Task statement: Reproduce every line of the listing below, requests included, but scale each point coordinate in the answers by 0.25 and round to the nearest whole number, with halves rounded up. Leave out the pictures.

----- Records provided -----

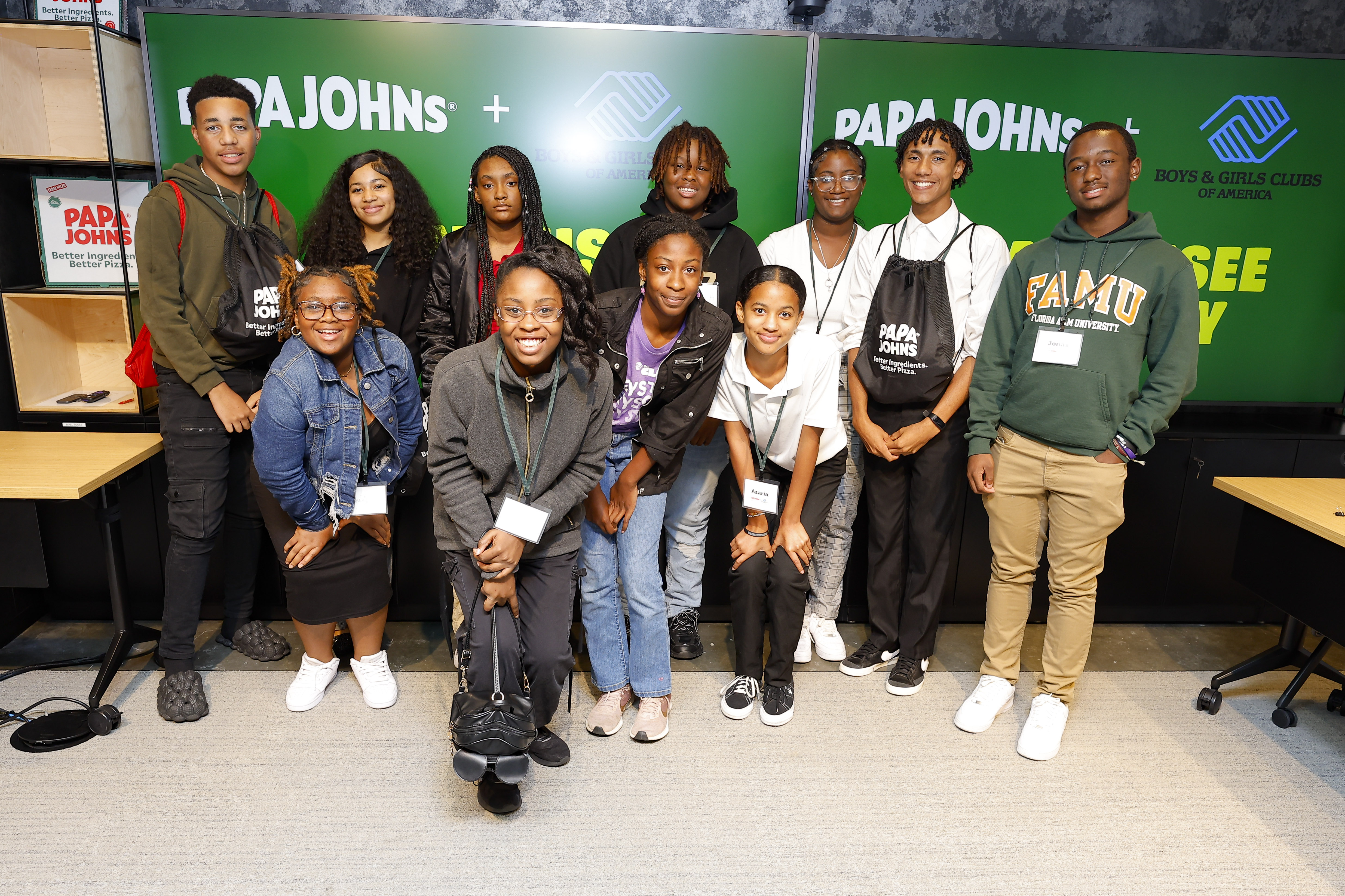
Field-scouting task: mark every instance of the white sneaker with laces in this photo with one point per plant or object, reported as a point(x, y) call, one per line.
point(1040, 738)
point(804, 653)
point(376, 680)
point(310, 685)
point(988, 701)
point(826, 640)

-----

Output:
Field-scouting task: mark every instance of the white sneaker with laces in this photo with one point per plant or object, reported as a point(x, y) call, one per line.
point(260, 185)
point(201, 163)
point(94, 170)
point(78, 171)
point(247, 175)
point(207, 160)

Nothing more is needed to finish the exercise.